## Task to carry out
Without including any pictures, copy each entry below exactly.

Source records:
Segment Open
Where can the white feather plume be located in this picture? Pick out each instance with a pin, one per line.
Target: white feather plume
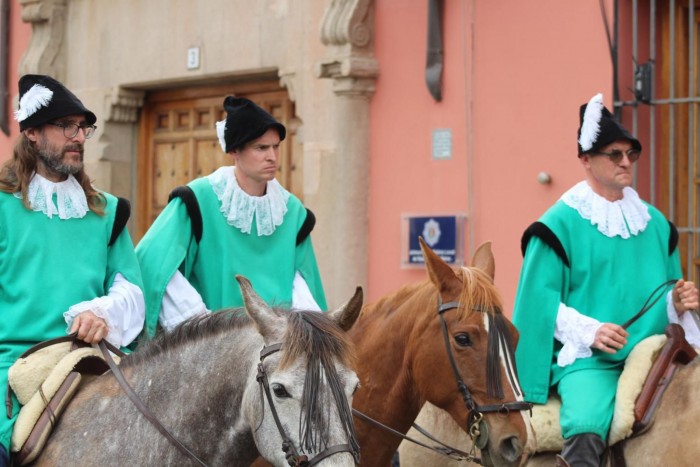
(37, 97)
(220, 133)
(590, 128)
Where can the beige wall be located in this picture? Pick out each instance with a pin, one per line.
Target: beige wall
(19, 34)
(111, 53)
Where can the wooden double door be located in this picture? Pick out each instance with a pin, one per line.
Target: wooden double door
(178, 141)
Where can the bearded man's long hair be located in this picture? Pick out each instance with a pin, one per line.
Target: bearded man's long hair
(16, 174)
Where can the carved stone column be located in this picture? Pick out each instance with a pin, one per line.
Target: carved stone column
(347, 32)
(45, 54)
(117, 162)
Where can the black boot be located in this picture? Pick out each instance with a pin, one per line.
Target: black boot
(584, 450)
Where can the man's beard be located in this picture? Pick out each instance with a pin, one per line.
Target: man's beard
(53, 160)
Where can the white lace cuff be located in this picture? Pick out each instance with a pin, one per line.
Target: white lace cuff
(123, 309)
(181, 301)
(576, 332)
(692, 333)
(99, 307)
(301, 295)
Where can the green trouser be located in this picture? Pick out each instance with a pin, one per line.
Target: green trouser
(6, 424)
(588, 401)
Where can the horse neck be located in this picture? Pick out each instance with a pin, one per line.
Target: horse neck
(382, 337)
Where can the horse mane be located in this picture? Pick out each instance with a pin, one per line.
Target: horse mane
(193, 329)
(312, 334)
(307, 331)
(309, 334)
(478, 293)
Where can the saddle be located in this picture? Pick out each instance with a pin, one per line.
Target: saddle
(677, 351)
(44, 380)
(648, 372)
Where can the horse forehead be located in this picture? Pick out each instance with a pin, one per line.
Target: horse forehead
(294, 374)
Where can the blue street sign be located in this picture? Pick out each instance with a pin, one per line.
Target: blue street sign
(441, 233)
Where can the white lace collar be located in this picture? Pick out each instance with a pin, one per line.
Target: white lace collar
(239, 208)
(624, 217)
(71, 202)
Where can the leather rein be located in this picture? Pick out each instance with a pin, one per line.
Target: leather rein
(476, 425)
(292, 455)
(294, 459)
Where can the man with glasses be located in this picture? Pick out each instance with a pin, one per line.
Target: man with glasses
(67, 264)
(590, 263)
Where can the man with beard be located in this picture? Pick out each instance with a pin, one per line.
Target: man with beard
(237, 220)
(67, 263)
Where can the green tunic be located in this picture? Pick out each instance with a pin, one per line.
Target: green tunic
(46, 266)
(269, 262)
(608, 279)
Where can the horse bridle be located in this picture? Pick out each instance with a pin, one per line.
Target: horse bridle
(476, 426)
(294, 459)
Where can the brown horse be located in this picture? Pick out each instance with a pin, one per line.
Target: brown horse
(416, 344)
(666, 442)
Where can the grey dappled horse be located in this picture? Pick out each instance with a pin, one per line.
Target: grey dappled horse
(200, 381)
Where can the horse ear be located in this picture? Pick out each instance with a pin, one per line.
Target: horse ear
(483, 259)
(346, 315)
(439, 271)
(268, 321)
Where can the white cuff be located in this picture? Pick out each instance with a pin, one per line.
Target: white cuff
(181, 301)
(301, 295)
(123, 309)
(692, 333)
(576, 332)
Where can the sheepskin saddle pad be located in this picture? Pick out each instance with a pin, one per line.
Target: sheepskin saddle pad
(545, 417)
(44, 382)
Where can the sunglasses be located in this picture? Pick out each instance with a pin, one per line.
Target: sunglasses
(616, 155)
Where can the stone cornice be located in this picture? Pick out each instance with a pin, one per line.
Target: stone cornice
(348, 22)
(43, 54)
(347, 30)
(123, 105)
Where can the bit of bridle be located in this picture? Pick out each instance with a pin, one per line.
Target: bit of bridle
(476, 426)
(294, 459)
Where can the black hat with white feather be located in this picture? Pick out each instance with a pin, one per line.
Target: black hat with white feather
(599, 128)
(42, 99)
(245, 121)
Segment Closed
## Completed exercise
Where can the white feather plume be located in this picture? Pick out each instance with a pin, one per line.
Target: white feather plume
(37, 97)
(220, 133)
(590, 128)
Where can the beige wall be located in this picture? Pick out each instance with a pin, one per line.
Target: beige wall
(19, 34)
(111, 53)
Where can the wooden double door be located in this picture? Pick out each instance with a pin, one per line.
Target: wooden double door
(178, 141)
Where can the bearded man's long hair be located in this picture? Pick out each instance with a pin, one per line.
Target: bearded man's long hair
(16, 174)
Where can the carved stone column be located in this picture? Pick out each instance with a pin, one per line.
Target: carved stone column
(347, 32)
(45, 54)
(117, 162)
Where can the black boot be located in this picture? Pick out each instance with a pin, one per line.
Target: black boot
(584, 450)
Where can the man's beard be located in this picture? Pick out each instance with a pin, one per line.
Target: man's beard
(53, 160)
Where can the white lace cuff be located in this picture? Pick out each instance with a pin, one per line.
Target: white lace cuff
(123, 309)
(181, 301)
(576, 332)
(692, 333)
(99, 307)
(301, 295)
Where can the green trouser be located in this picture? Pick out each instance with a pin, one per line.
Target: green trouser
(6, 424)
(588, 401)
Where can the horse neck be located in this picture? Pick out each instance with a pin, one per line.
Target: horse neck
(382, 337)
Where can the horse mane be located in this picture? Pick out each instance with a pin, one per line.
Target: horse mane
(193, 329)
(312, 334)
(307, 331)
(309, 334)
(478, 293)
Where can the saddle be located in this picture? Pick out each instance with a pin, one per line.
Target: saddle
(677, 351)
(44, 380)
(648, 372)
Where can the horse forehead be located in this picture? Pick out each instance with a pin, one per line.
Target: horse forehead
(294, 374)
Where can the blue street sign be located in this picture? Pick out each instance with a pin, one per line.
Target: blue street sign
(441, 233)
Where can the white lace collar be located in this picture? Pick out each instance with a pin, one per line.
Target: white lace collar
(239, 208)
(624, 217)
(71, 202)
Where can the leather rein be located in this picture? Pick out each instance with a pin, one per line.
Target: leather rein
(476, 425)
(292, 455)
(294, 459)
Where can the man with glasses be located in this picture? Pick out each instance with a pin, one per line.
Target: man with glasses
(67, 264)
(590, 263)
Where can the man with beard be located in this picture? Pick out each instance with a pin, one per line.
Target: man with beard
(237, 220)
(67, 263)
Where can the green tunic be located in this picture? Pick out each instance with a pin, one per line.
Target: green tunic
(46, 266)
(269, 262)
(608, 279)
Where can the horse bridle be located in this picture? Pick out each instance with a pin, one per line.
Target: horse bridle
(476, 426)
(294, 459)
Where can the brown horse be located in this picture? Pick out each instance with a pin, one per line.
Target: brown horse
(416, 344)
(666, 442)
Where can the grey dappled horse be located in this picture? Pick out each instance with a pin, one per line.
Target: grey dappled horse
(200, 381)
Where can the horse ear be located in this picture? Pick out each instance with a pin, one per line.
Target: horse ear
(483, 259)
(346, 315)
(439, 271)
(268, 321)
Where can the white cuff be located in this picture? Pick out each instance with a pin, one per line.
Target: white cuff
(181, 301)
(301, 295)
(123, 309)
(692, 333)
(576, 332)
Where can the sheepskin saddle pad be located in this picture? Pick out each instance with a pin, one per line.
Target: sheepskin saddle pad
(545, 417)
(44, 382)
Where can the sunglasses be located in this picture? Pick out each instance with a pin, one per line.
Target: sunglasses
(616, 155)
Where can the stone cornice be located in this picture? Pick out each instance with a pin, one per line.
Target: stone cornice
(348, 22)
(43, 54)
(347, 30)
(123, 105)
Where can the bit of bridle be located in this picture? Pick out each instance with a pin, one per line.
Target: bit of bridle
(476, 426)
(294, 459)
Where can the black hat with white feather be located in this picture? Pick out each instance with a pin, one per line.
Target: black hat with white feather
(599, 128)
(42, 99)
(245, 121)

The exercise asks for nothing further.